• _Source records_
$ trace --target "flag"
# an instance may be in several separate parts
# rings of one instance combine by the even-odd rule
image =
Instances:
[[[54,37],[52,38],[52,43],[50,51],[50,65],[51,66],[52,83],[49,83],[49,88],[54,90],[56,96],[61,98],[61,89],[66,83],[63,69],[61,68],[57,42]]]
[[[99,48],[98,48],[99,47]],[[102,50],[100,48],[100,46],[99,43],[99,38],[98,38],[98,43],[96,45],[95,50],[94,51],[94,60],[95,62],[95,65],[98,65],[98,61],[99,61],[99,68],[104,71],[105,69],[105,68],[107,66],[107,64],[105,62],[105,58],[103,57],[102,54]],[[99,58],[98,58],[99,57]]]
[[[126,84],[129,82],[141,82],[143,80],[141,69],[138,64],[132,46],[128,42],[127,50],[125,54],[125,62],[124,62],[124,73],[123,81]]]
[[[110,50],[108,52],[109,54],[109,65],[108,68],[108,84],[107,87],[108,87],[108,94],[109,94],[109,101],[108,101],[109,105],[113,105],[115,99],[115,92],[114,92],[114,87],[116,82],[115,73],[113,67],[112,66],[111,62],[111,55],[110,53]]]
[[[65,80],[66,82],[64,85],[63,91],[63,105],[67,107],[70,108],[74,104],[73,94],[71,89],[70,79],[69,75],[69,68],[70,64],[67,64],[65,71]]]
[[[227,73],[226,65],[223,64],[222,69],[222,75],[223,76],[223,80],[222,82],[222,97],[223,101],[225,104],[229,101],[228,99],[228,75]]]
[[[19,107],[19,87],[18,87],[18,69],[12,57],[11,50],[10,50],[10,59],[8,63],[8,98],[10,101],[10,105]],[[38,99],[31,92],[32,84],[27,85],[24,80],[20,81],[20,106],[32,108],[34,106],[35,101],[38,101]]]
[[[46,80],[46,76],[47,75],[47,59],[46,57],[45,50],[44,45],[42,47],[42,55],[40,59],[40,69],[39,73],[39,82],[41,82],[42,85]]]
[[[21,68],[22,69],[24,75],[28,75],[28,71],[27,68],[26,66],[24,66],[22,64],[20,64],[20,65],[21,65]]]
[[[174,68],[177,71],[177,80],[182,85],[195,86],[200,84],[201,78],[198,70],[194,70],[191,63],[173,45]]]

• _What is asked_
Render every line of the data above as a Markdown table with the columns Row and Line, numbering the rows and omitting blank lines.

• _Solution for this problem_
| Row | Line |
|---|---|
| 1 | $ trace --target "flag" |
| 2 | # an instance may be in several separate parts |
| 3 | # rings of one instance combine by the even-odd rule |
| 4 | image = |
| 5 | Instances: |
| 6 | [[[54,37],[52,38],[52,43],[50,51],[50,65],[51,66],[52,83],[49,83],[49,88],[54,90],[56,96],[61,98],[61,89],[66,83],[63,69],[61,68],[57,42]]] |
| 7 | [[[99,48],[98,48],[99,47]],[[102,50],[100,48],[100,46],[99,43],[99,38],[98,38],[98,43],[96,45],[95,50],[94,51],[94,60],[95,62],[95,65],[98,65],[98,61],[99,61],[99,68],[104,71],[105,69],[105,68],[107,66],[107,64],[105,62],[105,58],[103,57],[102,54]],[[99,58],[98,58],[99,57]]] |
| 8 | [[[126,84],[129,82],[141,82],[143,80],[141,69],[138,64],[132,46],[128,42],[127,50],[125,54],[125,62],[124,62],[124,73],[123,81]]] |
| 9 | [[[110,50],[108,52],[109,54],[109,65],[108,68],[108,84],[107,87],[108,87],[108,94],[109,94],[109,101],[108,101],[109,105],[113,105],[115,99],[115,92],[114,92],[114,87],[116,82],[115,73],[113,67],[112,66],[111,62],[111,55],[110,53]]] |
| 10 | [[[65,80],[66,82],[64,85],[63,91],[63,105],[67,107],[70,108],[74,104],[73,94],[71,89],[70,79],[69,75],[69,68],[70,64],[67,64],[65,71]]] |
| 11 | [[[227,73],[226,65],[223,64],[222,69],[222,75],[223,76],[223,80],[222,82],[222,97],[223,101],[225,104],[229,101],[228,99],[228,75]]] |
| 12 | [[[19,107],[19,87],[18,87],[18,69],[12,57],[11,50],[10,50],[10,59],[8,63],[8,98],[10,101],[10,105]],[[38,99],[31,92],[32,84],[27,85],[24,80],[20,81],[20,106],[32,108],[34,106],[35,101],[38,101]]] |
| 13 | [[[46,80],[46,76],[47,75],[47,59],[46,57],[45,50],[44,45],[42,47],[42,55],[40,59],[40,69],[39,73],[39,82],[41,82],[42,85]]] |
| 14 | [[[21,68],[22,69],[24,75],[28,75],[28,71],[27,68],[26,66],[24,66],[22,64],[20,64],[20,65],[21,65]]] |
| 15 | [[[174,68],[177,71],[177,80],[182,85],[195,86],[200,84],[201,78],[198,70],[194,70],[191,63],[173,45]]] |